-- start of DOCUMENT TEXT --



System tables¶

System tables are used for implementing part of the system's functionality, and for providing access to information about how the system is working. You can't delete a system table (but you can perform DETACH). System tables don't have files with data on the disk or files with metadata. The server creates all the system tables when it starts. System tables are read-only. They are located in the 'system' database.

system.asynchronous_metrics¶

Contain metrics used for profiling and monitoring. They usually reflect the number of events currently in the system, or the total resources consumed by the system. Example: The number of SELECT queries currently running; the amount of memory in use.system.asynchronous_metricsandsystem.metrics differ in their sets of metrics and how they are calculated.

system.clusters¶

Contains information about clusters available in the config file and the servers in them. Columns:

cluster String      — The cluster name.
shard_num UInt32 — The shard number in the cluster, starting from 1.
shard_weight UInt32 — The relative weight of the shard when writing data.
replica_num UInt32 — The replica number in the shard, starting from 1.
host_name String — The host name, as specified in the config.
String host_address — The host IP address obtained from DNS.
port UInt16 — The port to use for connecting to the server.
user String — The name of the user for connecting to the server.

system.columns¶

Contains information about the columns in all tables. You can use this table to get information similar to DESCRIBE TABLE, but for multiple tables at once.

database String — The name of the database the table is in.

-- end of DOCUMENT TEXT --

▸ **EXERCISE GOAL**
Print the stretch of the system tables documentation above from "Contains information about clusters" through "obtained from DNS.", copying it word for word.

-- start of RAW DATA --

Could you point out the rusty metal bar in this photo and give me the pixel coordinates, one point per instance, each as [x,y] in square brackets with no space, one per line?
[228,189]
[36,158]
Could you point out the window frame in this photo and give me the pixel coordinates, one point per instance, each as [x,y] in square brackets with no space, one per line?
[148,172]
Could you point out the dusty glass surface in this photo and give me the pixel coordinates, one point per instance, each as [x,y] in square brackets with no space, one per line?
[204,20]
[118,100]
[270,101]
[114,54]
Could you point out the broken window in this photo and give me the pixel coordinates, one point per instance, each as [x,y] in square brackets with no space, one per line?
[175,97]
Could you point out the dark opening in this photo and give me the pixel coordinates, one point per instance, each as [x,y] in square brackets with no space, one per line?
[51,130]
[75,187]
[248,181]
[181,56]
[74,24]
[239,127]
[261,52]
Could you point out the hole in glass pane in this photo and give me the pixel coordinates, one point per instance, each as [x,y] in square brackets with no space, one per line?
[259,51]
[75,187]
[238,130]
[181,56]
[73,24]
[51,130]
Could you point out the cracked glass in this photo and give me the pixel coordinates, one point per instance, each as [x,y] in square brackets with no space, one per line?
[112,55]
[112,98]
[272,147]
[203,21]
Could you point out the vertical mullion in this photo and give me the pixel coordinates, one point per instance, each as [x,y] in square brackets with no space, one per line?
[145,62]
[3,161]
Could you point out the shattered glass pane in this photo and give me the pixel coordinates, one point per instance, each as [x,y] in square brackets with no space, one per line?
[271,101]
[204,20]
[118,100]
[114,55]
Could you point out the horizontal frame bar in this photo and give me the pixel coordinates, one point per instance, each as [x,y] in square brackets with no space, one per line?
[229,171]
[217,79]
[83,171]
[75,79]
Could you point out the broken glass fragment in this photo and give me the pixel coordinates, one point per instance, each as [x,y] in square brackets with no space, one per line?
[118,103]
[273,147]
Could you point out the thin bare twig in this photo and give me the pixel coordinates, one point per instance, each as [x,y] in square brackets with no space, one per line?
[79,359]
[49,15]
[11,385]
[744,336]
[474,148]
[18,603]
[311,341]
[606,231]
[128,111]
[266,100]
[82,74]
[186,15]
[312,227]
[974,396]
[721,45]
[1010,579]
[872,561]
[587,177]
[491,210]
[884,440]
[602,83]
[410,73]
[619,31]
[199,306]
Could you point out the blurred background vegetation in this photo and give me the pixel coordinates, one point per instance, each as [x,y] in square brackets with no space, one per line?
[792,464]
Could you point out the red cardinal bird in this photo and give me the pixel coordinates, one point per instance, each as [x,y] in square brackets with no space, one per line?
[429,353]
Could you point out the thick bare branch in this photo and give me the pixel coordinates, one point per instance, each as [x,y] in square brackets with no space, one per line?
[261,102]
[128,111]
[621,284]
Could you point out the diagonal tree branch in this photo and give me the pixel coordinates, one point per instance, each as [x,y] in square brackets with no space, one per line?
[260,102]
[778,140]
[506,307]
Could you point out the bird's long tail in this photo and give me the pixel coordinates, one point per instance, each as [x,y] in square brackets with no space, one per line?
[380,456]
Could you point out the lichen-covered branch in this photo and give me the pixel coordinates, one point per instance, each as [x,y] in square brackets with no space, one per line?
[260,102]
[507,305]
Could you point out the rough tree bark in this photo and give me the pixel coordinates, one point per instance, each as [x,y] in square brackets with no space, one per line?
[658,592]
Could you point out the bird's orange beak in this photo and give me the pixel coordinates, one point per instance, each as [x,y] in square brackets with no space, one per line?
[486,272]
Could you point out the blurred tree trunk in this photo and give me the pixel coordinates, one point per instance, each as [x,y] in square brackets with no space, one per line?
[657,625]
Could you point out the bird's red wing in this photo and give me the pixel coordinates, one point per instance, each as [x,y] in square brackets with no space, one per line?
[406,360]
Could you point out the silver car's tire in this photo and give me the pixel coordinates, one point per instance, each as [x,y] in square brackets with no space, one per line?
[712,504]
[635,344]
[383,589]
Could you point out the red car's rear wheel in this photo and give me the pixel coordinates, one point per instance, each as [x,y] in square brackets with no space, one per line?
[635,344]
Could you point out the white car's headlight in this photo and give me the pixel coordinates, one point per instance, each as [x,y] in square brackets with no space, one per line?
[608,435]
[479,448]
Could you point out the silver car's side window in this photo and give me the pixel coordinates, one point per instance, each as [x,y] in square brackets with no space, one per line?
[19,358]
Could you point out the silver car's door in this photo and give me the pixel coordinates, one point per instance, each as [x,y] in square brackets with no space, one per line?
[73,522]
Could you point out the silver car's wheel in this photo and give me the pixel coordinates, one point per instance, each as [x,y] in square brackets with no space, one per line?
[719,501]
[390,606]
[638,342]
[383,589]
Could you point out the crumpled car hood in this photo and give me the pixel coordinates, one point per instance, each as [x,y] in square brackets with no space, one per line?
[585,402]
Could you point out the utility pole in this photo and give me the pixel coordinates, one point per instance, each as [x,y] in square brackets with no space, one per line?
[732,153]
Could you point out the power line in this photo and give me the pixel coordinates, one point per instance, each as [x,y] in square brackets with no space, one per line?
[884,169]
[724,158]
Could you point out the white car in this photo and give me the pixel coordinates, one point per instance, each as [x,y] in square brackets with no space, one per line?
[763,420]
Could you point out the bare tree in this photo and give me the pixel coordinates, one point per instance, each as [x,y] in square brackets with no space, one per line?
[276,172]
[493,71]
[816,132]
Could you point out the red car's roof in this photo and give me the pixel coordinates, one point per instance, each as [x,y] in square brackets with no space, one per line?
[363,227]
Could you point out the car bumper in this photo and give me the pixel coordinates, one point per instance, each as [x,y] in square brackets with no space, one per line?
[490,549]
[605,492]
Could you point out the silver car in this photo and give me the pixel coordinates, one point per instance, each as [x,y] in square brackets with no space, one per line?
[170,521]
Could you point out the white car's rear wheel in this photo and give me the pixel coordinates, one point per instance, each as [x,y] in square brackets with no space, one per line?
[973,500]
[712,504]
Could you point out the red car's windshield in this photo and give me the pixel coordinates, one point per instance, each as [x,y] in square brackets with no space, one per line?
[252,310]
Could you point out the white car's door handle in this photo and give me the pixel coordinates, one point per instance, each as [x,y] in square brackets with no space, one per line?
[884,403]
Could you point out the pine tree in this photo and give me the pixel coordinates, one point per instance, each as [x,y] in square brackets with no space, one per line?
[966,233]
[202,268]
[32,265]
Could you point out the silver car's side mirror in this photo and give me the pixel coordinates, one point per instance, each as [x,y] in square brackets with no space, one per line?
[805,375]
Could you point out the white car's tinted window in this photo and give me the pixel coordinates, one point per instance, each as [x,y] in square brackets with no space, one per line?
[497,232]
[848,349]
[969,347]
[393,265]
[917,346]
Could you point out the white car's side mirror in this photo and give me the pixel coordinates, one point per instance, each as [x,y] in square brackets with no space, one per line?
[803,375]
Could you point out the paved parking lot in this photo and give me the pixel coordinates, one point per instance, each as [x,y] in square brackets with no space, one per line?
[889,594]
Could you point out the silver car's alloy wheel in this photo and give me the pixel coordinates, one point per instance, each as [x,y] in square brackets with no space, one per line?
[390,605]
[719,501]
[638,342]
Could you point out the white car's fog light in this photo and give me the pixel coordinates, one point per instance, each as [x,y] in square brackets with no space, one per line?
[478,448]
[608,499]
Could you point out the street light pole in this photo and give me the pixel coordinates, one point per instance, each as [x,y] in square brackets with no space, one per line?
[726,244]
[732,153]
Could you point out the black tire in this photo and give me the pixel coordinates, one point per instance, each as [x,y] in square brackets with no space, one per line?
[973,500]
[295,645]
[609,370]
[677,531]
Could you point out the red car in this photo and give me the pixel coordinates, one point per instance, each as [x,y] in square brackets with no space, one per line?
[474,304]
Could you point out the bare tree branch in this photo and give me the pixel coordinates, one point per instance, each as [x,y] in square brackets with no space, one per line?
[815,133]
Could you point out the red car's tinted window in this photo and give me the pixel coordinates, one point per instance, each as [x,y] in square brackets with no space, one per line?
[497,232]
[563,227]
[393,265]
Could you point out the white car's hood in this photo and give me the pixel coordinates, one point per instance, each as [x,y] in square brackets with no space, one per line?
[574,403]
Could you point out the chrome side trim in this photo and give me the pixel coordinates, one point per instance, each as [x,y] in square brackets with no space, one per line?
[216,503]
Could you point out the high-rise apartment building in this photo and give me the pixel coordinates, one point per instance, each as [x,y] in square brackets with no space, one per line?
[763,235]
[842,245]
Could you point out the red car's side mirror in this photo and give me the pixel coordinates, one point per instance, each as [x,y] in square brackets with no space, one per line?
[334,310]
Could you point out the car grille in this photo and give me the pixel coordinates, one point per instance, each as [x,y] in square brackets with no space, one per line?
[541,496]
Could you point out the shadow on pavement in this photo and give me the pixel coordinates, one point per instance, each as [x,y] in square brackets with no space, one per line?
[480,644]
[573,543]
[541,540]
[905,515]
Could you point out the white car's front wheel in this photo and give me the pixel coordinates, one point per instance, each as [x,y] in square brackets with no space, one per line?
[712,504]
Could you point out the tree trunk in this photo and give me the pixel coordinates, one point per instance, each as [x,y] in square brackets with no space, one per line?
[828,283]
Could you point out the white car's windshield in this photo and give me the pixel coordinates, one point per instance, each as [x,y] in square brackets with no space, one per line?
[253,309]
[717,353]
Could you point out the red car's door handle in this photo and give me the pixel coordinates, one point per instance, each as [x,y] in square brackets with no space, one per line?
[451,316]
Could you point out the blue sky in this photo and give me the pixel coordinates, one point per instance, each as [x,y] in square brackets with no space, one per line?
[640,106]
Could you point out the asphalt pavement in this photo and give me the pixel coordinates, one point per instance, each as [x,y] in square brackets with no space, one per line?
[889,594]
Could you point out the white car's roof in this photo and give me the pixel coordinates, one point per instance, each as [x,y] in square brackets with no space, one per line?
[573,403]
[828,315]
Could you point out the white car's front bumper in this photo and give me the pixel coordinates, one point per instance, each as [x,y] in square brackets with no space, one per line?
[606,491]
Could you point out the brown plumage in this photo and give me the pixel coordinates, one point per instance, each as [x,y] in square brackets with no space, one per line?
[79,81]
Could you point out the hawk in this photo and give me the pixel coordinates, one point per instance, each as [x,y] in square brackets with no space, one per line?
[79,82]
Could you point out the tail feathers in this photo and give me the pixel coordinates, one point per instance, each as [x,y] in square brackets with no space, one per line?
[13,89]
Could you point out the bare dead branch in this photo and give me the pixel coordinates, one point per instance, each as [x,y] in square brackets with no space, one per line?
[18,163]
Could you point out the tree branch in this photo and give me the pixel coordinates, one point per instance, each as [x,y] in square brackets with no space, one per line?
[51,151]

-- end of RAW DATA --

▸ **SOLUTION TO THIS PROBLEM**
Contains information about clusters available in the config file and the servers in them. Columns:

cluster String      — The cluster name.
shard_num UInt32 — The shard number in the cluster, starting from 1.
shard_weight UInt32 — The relative weight of the shard when writing data.
replica_num UInt32 — The replica number in the shard, starting from 1.
host_name String — The host name, as specified in the config.
String host_address — The host IP address obtained from DNS.